# What to produce:
Please retype the passage below about leaving a legacy, from "Legacy is defined" up to and including "much of wealth?".

# Selected passage:
┏━━

The goal of all Indians is to leave a legacy for their children. Often, they want to leave a legacy even for their grand children and great grand children. But first, they must own something or achieve something to leave behind as a legacy.
Legacy is defined as ‘a gift by will, esp. of money or personal property’ or ‘something handed down or received from an ancestor or predecessor.’
If leaving a legacy is as per the dictionary meaning then people leave legacies for future generations to enjoy. The legacy could be in the form of
- Financial instruments
- Other moveable and immovable assets
Besides the physical aspects of legacy families can leave legacies that are esoteric. For instance, if a person is wealthy how did that person accumulate so much of wealth?
Thus, legacy can have a physical component as well as an educational component.
Two instances that follow illustrate this concept further.
For instance, Govind, who worked as a storekeeper in a private firm and a prudent investor, has accumulated sufficient wealth over the years by using the twin strategy of saving and investing. Govind is 86 years old and he has a tidy sum of say Rs 80,00,000 invested in mutual funds, fixed deposits and small savings. He is quite satisfied with his wealth and he wants to leave Rs 40,00,000 each to his two grandchildren after he dies.

┗━━

[Location identification entries]
┏━━

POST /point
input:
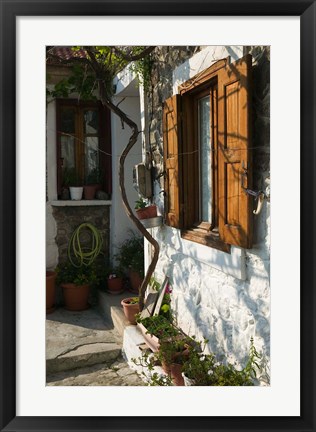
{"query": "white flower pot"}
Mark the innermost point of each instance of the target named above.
(76, 192)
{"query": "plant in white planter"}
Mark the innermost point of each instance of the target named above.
(75, 185)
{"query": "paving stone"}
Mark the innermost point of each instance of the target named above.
(97, 375)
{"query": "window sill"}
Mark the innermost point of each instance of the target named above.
(80, 203)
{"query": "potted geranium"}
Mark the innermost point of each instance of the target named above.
(131, 308)
(76, 283)
(173, 353)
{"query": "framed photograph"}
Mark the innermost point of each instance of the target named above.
(220, 42)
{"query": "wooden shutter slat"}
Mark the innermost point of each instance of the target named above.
(171, 137)
(234, 103)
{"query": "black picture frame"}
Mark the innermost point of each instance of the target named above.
(9, 10)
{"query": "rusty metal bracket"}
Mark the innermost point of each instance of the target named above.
(258, 195)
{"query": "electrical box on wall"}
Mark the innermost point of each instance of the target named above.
(142, 180)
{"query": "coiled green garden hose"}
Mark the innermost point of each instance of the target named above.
(79, 255)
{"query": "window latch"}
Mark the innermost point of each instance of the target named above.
(258, 195)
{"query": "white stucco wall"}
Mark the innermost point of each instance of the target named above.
(222, 297)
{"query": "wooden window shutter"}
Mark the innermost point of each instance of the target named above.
(171, 141)
(234, 159)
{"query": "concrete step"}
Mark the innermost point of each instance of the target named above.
(110, 308)
(79, 339)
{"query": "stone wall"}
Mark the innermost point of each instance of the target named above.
(65, 220)
(68, 218)
(208, 302)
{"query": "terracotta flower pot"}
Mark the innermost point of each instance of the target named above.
(151, 341)
(176, 374)
(130, 309)
(115, 285)
(147, 212)
(76, 296)
(50, 291)
(135, 280)
(174, 370)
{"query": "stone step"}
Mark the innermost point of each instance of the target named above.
(110, 308)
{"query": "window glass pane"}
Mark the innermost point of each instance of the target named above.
(91, 122)
(68, 120)
(68, 151)
(91, 156)
(205, 159)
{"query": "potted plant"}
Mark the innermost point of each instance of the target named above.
(76, 283)
(115, 281)
(173, 353)
(131, 258)
(154, 329)
(131, 308)
(50, 291)
(144, 210)
(73, 180)
(93, 184)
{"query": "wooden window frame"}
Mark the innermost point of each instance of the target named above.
(194, 229)
(230, 86)
(104, 136)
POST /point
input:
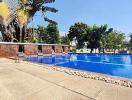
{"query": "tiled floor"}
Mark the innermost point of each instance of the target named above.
(28, 81)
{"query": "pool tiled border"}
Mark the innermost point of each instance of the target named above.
(91, 75)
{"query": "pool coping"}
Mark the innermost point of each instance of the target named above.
(87, 74)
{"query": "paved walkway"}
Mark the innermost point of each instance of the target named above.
(27, 81)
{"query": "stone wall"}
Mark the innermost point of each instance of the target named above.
(65, 49)
(8, 50)
(11, 49)
(30, 49)
(47, 50)
(58, 49)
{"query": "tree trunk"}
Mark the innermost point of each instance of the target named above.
(91, 50)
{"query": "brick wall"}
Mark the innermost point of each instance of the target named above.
(8, 50)
(30, 49)
(58, 49)
(47, 49)
(65, 49)
(11, 49)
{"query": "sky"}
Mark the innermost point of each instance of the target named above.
(116, 13)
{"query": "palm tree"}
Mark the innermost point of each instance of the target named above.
(23, 15)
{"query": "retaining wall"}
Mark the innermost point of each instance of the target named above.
(11, 49)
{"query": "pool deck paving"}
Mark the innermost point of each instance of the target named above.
(30, 81)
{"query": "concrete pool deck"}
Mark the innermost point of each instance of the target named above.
(29, 81)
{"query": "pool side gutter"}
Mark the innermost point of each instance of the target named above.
(86, 74)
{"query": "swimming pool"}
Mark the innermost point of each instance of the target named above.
(115, 65)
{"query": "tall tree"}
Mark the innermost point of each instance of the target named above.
(77, 32)
(130, 43)
(53, 33)
(65, 40)
(94, 35)
(19, 19)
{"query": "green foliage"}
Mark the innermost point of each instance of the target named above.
(52, 31)
(65, 40)
(130, 43)
(77, 32)
(94, 35)
(47, 35)
(113, 40)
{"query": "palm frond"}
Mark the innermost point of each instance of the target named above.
(49, 20)
(45, 8)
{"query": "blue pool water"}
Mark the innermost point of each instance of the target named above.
(115, 65)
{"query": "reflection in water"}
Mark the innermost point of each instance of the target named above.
(105, 58)
(126, 59)
(116, 65)
(73, 57)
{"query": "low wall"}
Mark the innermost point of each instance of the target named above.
(11, 49)
(8, 50)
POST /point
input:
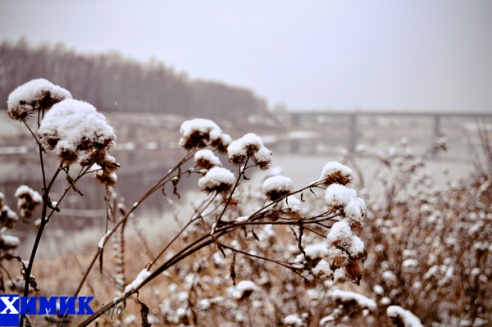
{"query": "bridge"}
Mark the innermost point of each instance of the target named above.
(298, 118)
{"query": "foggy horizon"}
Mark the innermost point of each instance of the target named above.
(320, 55)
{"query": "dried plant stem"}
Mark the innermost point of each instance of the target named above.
(159, 184)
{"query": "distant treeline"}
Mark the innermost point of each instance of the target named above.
(112, 82)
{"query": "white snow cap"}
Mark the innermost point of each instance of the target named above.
(217, 179)
(137, 282)
(200, 132)
(293, 320)
(34, 95)
(242, 288)
(292, 203)
(407, 317)
(335, 172)
(24, 191)
(74, 128)
(277, 186)
(340, 197)
(323, 269)
(206, 158)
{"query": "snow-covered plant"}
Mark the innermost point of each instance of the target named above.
(248, 232)
(430, 250)
(79, 135)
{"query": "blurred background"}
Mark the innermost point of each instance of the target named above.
(315, 79)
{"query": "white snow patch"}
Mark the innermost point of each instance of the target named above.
(408, 318)
(141, 277)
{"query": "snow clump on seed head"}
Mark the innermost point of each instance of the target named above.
(217, 179)
(78, 133)
(250, 145)
(335, 172)
(276, 187)
(344, 200)
(206, 159)
(27, 201)
(37, 94)
(200, 132)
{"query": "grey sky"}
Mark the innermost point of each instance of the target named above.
(375, 54)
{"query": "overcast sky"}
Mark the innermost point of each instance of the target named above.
(371, 54)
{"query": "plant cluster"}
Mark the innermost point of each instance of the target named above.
(226, 257)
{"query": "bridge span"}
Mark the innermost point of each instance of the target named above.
(351, 119)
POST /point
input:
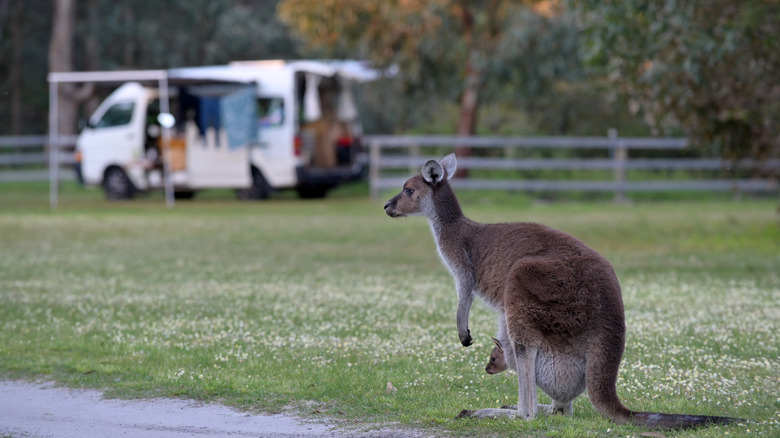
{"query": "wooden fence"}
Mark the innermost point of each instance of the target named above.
(26, 158)
(405, 156)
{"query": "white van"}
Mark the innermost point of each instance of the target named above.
(250, 126)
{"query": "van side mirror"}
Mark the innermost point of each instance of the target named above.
(166, 120)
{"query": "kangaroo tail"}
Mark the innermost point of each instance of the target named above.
(601, 376)
(677, 421)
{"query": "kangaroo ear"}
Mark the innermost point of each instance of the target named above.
(449, 163)
(433, 173)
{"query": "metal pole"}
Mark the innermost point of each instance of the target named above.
(166, 137)
(54, 145)
(373, 169)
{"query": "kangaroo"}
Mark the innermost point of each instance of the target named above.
(496, 362)
(560, 311)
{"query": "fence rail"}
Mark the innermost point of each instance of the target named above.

┗━━

# Full output:
Legacy is defined as ‘a gift by will, esp. of money or personal property’ or ‘something handed down or received from an ancestor or predecessor.’
If leaving a legacy is as per the dictionary meaning then people leave legacies for future generations to enjoy. The legacy could be in the form of
- Financial instruments
- Other moveable and immovable assets
Besides the physical aspects of legacy families can leave legacies that are esoteric. For instance, if a person is wealthy how did that person accumulate so much of wealth?